:: TRECHO DA PÁGINA ::
Pernambuco

NOVEMBRO NEGRO

Conheça 11 lideranças negras de Pernambuco que são referências em suas áreas

Lista traz destaques da política, das lutas sindicais e sociais, acadêmicas, religiosos e esportistas

Brasil de Fato | Recife (PE) |
O Brasil de Fato Pernambuco levantou perfis de lideranças negras do estado em diversas áreas - Vinícius Sobreira

Você sabia que o Quilombo dos Palmares ficava em Pernambuco? O antigo quilombo, maior símbolo da luta do povo preto contra a escravidão no país, fica na região onde hoje está o município de União dos Palmares (Alagoas), a 230 quilômetros de distância do Recife e apenas 80 km de Maceió (AL). Mas no século 17 não existia o estado de Alagoas. Toda a região pertencia à capitania de Pernambuco.

A história do nosso estado, a história do povo pernambucano e suas lutas populares, foi construída com enorme influência do povo negro. Hoje – e cada vez mais – as pretas e pretos estão conquistam o espaço que lhes é devido, seja na política estatal, nas lutas sindicais e nos movimentos populares, em posições de referência na academia, religião, esportes e resgatando em suas raízes o tempero para o alimento diário.

Brasil de Fato Pernambuco teve um trabalho árduo para definir apenas 11 entre as tantas lideranças negras que fazem o nosso estado. Segue abaixo os perfis.

Jô Cavalcanti (política)


Jô Cavalcanti constrói o primeiro mandato coletivo da história de Pernambuco / Roberto Soares/ALEPE

Maria Joselita, a Jô, é nascida nas periferias da zona norte do Recife. Seu pai é feirante de Casa Amarela e a mãe foi empregada doméstica. Jô se tornou também trabalhadora informal, "ambulante", e se envolveu com as lutas da categoria, no sindicato Sintraci. Entrou de cabeça nas lutas e vestiu a camisa do Movimento dos Trabalhadores Sem Teto (MTST), do qual se tornou coordenadora nacional. Em 2018, a despeito da onda conservadora se avistava para a eleição, Jô se uniu a outras quatro mulheres (Robeyoncé, Joelma, Kátia e Carol) e se lançou na empreitada de construir o primeiro mandato coletivo da história de Pernambuco: as Juntas. E muitas pernambucanas viram nessa candidatura com a força de cinco mulheres – que se tornaram 39 mil – uma forma de responder à onda de retrocessos.
:::
:: REGISTROS FORNECIDOS ::
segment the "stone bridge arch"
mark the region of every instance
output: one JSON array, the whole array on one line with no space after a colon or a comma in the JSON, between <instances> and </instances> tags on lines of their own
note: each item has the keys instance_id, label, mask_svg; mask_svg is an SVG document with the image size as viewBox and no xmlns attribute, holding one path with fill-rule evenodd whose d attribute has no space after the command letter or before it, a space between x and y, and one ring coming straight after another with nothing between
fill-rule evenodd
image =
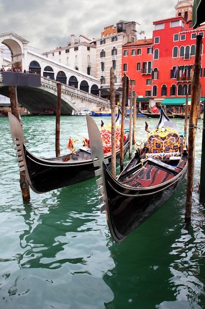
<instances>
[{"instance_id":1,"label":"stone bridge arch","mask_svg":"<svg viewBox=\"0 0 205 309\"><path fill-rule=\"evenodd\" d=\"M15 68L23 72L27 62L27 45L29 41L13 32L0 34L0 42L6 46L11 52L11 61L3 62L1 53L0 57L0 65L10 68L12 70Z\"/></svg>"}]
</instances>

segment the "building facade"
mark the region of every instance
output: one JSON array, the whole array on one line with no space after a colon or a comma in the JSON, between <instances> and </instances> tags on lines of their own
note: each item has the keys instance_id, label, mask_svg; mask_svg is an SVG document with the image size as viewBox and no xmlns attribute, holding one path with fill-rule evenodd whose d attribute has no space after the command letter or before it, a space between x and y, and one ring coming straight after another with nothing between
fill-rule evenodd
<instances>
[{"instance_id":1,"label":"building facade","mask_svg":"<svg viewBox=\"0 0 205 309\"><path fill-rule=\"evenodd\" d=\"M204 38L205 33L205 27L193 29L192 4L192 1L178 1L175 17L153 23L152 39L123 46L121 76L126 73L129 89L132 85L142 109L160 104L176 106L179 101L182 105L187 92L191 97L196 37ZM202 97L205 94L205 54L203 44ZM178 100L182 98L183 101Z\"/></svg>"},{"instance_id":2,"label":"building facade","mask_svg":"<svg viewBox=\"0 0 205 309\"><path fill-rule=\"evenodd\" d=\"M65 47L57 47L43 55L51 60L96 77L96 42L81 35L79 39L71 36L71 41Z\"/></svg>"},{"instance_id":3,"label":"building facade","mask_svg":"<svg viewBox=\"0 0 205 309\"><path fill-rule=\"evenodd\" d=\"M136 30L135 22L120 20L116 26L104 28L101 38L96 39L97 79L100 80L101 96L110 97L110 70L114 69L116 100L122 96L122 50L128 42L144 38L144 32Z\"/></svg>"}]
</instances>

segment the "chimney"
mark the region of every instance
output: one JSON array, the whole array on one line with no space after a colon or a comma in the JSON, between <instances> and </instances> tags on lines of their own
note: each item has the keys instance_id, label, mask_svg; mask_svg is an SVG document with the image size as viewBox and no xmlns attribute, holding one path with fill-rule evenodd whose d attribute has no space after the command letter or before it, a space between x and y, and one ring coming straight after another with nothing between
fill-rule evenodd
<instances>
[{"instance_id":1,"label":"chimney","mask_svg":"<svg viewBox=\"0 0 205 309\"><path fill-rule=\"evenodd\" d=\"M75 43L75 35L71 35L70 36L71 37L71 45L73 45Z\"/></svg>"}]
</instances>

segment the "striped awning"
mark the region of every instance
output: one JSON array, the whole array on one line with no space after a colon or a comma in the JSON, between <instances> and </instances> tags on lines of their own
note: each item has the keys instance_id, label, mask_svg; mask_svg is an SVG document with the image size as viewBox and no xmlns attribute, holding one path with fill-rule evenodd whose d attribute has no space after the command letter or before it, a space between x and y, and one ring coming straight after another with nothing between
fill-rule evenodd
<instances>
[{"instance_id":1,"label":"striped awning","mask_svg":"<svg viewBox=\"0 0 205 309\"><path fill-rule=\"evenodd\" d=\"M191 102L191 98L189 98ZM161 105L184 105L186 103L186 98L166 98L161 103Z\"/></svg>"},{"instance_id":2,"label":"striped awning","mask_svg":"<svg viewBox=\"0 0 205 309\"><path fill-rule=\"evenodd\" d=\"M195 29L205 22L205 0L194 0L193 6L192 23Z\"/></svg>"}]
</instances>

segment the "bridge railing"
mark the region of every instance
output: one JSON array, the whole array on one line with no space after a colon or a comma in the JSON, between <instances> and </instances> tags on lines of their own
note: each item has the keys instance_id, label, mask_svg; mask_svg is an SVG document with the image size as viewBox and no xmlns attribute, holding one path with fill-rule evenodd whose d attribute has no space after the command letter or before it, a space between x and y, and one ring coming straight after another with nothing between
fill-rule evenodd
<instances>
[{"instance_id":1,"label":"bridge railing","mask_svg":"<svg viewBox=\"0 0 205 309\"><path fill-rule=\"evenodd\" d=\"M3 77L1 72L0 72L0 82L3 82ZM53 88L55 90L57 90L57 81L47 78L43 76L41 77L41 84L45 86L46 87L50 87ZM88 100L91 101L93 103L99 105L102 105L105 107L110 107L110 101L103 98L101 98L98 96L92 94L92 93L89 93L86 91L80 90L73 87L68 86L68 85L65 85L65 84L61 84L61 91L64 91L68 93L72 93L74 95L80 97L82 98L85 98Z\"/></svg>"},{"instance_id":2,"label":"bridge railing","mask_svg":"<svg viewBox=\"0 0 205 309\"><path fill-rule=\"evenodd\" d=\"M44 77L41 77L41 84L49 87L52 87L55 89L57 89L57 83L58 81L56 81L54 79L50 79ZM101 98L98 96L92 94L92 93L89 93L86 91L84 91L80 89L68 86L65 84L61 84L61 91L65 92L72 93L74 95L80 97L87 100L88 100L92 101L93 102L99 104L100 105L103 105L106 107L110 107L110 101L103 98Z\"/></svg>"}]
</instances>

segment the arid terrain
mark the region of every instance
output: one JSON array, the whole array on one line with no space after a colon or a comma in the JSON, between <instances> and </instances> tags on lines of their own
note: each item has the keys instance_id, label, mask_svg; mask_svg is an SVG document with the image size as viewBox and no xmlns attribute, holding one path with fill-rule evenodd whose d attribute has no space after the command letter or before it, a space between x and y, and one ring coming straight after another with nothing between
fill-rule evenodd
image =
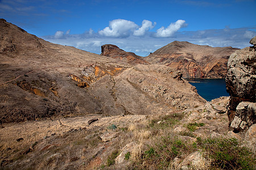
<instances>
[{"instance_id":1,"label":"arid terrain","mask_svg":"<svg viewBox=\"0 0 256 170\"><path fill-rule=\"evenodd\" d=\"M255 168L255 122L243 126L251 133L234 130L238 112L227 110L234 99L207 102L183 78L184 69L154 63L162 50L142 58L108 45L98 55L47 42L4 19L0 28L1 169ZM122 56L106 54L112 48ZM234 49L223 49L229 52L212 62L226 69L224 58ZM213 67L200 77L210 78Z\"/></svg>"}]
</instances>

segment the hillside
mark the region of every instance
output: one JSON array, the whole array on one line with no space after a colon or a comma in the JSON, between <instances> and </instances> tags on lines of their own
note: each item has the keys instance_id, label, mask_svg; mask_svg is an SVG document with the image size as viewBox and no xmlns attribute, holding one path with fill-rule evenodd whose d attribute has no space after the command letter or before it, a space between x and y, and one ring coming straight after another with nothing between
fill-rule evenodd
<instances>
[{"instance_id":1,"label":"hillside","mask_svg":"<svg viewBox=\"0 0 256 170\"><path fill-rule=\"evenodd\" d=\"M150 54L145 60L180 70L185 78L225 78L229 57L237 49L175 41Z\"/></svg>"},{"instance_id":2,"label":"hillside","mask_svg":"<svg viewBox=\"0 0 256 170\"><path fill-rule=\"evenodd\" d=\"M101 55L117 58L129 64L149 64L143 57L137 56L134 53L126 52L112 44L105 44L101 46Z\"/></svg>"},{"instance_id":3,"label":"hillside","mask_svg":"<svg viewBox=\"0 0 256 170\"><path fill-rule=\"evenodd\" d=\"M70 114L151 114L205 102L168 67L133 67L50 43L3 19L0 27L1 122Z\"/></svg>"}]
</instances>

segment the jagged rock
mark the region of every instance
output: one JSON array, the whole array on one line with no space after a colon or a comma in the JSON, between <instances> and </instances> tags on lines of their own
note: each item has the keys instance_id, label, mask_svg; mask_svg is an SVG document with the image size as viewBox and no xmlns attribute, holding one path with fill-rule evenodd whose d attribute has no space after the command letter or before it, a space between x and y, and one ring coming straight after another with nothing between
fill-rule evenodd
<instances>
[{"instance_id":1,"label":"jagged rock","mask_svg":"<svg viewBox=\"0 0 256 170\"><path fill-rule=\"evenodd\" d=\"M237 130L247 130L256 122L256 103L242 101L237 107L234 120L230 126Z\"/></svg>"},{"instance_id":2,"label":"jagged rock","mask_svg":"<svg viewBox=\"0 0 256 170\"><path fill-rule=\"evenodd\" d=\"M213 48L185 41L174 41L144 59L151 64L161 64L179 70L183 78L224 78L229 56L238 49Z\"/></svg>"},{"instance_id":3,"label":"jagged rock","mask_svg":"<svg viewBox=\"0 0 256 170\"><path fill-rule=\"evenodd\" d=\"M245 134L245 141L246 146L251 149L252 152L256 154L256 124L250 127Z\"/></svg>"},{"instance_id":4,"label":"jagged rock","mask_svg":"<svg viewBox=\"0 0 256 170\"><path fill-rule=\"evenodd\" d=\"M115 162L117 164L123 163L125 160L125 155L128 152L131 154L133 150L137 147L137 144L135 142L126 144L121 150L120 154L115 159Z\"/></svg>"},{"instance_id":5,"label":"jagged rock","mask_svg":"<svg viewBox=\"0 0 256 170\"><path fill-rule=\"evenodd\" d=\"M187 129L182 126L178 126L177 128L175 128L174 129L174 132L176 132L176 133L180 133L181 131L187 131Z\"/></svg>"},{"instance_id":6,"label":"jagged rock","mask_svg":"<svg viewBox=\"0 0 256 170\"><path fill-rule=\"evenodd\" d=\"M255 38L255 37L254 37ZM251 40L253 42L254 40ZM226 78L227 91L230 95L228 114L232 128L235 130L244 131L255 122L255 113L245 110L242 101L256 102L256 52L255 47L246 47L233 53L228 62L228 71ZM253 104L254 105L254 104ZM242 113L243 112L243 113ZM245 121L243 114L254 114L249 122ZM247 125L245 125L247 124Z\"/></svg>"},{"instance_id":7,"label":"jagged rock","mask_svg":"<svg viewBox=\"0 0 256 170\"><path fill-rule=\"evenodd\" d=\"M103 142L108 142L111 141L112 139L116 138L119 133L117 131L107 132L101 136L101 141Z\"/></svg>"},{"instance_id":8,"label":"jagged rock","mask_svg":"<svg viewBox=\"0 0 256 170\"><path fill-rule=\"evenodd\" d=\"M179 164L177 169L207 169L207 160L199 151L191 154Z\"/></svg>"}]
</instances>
:::
**ATIVIDADES PROPOSTAS:**
[1] Reproduza, na matéria sobre lideranças negras de Pernambuco, tudo o que vai de "Jô Cavalcanti constrói" até "onda de retrocessos.".
[2] Responda com base na matéria sobre lideranças negras de Pernambuco:
(a) A quantos quilômetros do Recife fica a região onde está o município de União dos Palmares?
(b) Em qual sindicato Jô Cavalcanti se envolveu com as lutas da categoria?
(c) De qual movimento Jô Cavalcanti se tornou coordenadora nacional?
Os registros constituem material independente da matéria.

**RESPOSTAS:**
[1]
Jô Cavalcanti constrói o primeiro mandato coletivo da história de Pernambuco / Roberto Soares/ALEPE

Maria Joselita, a Jô, é nascida nas periferias da zona norte do Recife. Seu pai é feirante de Casa Amarela e a mãe foi empregada doméstica. Jô se tornou também trabalhadora informal, "ambulante", e se envolveu com as lutas da categoria, no sindicato Sintraci. Entrou de cabeça nas lutas e vestiu a camisa do Movimento dos Trabalhadores Sem Teto (MTST), do qual se tornou coordenadora nacional. Em 2018, a despeito da onda conservadora se avistava para a eleição, Jô se uniu a outras quatro mulheres (Robeyoncé, Joelma, Kátia e Carol) e se lançou na empreitada de construir o primeiro mandato coletivo da história de Pernambuco: as Juntas. E muitas pernambucanas viram nessa candidatura com a força de cinco mulheres – que se tornaram 39 mil – uma forma de responder à onda de retrocessos.

[2]
(a) A 230 quilômetros.
(b) No sindicato Sintraci.
(c) Do Movimento dos Trabalhadores Sem Teto (MTST).